**Exercise requirements**
All records are to be restated exactly, each line as it reads.

----- Data supplied

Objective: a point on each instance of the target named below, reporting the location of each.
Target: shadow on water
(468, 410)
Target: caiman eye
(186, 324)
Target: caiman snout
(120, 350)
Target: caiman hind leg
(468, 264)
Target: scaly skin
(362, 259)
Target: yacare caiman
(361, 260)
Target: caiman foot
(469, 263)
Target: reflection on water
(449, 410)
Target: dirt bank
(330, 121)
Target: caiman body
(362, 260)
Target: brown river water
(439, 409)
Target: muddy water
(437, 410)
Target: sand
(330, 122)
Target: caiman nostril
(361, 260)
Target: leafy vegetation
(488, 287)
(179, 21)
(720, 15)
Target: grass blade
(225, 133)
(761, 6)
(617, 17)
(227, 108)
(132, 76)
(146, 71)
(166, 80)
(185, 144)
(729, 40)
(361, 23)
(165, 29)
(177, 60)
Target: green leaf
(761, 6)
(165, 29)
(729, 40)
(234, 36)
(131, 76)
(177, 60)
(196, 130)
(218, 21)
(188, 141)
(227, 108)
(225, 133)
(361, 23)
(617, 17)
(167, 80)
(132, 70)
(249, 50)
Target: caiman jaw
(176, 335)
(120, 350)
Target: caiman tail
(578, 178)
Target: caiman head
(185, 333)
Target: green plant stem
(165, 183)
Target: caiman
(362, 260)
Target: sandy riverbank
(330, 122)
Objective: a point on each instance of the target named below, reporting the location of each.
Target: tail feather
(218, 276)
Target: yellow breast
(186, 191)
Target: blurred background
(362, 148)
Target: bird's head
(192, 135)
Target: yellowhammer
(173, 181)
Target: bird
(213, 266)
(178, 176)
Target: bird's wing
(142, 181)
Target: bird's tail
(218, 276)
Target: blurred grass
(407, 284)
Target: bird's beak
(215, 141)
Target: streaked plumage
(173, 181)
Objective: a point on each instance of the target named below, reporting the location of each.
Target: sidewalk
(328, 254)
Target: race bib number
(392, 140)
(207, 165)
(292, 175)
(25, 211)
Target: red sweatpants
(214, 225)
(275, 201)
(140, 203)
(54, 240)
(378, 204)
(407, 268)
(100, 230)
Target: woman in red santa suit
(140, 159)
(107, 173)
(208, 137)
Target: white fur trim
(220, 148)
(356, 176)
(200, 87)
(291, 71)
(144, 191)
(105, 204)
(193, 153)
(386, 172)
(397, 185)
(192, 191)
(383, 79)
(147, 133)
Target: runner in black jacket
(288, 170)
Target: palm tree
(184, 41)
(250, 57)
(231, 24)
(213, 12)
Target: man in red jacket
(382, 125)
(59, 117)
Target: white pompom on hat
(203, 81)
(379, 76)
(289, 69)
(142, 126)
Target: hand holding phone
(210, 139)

----------

**Result**
Objective: a point on each instance of the target named below, reporting the location of each.
Target: shadow on water
(468, 410)
Target: caiman eye
(186, 324)
Target: caiman snout
(120, 350)
Target: caiman hind leg
(468, 264)
Target: scaly skin
(362, 259)
Target: yacare caiman
(361, 260)
Target: caiman foot
(469, 263)
Target: reflection on water
(449, 410)
Target: dirt bank
(330, 121)
Target: caiman body
(362, 260)
Target: brown river water
(439, 409)
Target: muddy water
(437, 410)
Target: sand
(330, 122)
Target: caiman nostril
(361, 260)
Target: leafy vegetation
(488, 287)
(179, 21)
(720, 15)
Target: grass blade
(225, 133)
(761, 6)
(617, 17)
(227, 108)
(132, 76)
(146, 71)
(166, 80)
(185, 144)
(729, 40)
(361, 23)
(165, 29)
(177, 60)
Target: green leaf
(761, 6)
(165, 29)
(729, 40)
(234, 36)
(131, 76)
(177, 60)
(196, 130)
(218, 21)
(188, 141)
(227, 108)
(225, 133)
(361, 23)
(617, 17)
(167, 80)
(132, 70)
(249, 50)
Target: caiman jaw
(176, 335)
(120, 350)
Target: caiman tail
(578, 178)
Target: caiman head
(185, 333)
Target: green plant stem
(165, 183)
Target: caiman
(362, 260)
Target: sandy riverbank
(330, 122)
Objective: a point on each instance of the target named below, reporting the location of each.
Target: tail feather
(218, 276)
Target: yellow breast
(186, 191)
Target: blurred background
(362, 148)
Target: bird's head
(192, 135)
Target: yellowhammer
(173, 181)
Target: bird
(213, 266)
(178, 176)
Target: bird's wing
(142, 181)
Target: bird's tail
(218, 276)
Target: blurred grass
(407, 284)
Target: bird's beak
(215, 141)
Target: streaked plumage
(173, 181)
Objective: a point on each instance of the target named below, reporting the location of each.
Target: sidewalk
(328, 254)
Target: race bib number
(392, 140)
(207, 165)
(292, 175)
(25, 211)
Target: red sweatpants
(214, 225)
(275, 201)
(140, 203)
(54, 240)
(378, 204)
(407, 268)
(100, 230)
Target: woman in red santa suit
(140, 159)
(107, 173)
(208, 137)
Target: white fur trim
(220, 148)
(356, 176)
(200, 87)
(291, 71)
(144, 191)
(105, 204)
(193, 153)
(386, 172)
(397, 185)
(192, 191)
(383, 79)
(147, 133)
Target: runner in black jacket
(288, 170)
Target: palm tree
(184, 41)
(250, 57)
(231, 24)
(213, 12)
Target: man in red jacket
(382, 125)
(59, 117)
Target: white pompom on hat
(203, 81)
(379, 76)
(289, 69)
(142, 126)
Target: hand holding phone
(210, 139)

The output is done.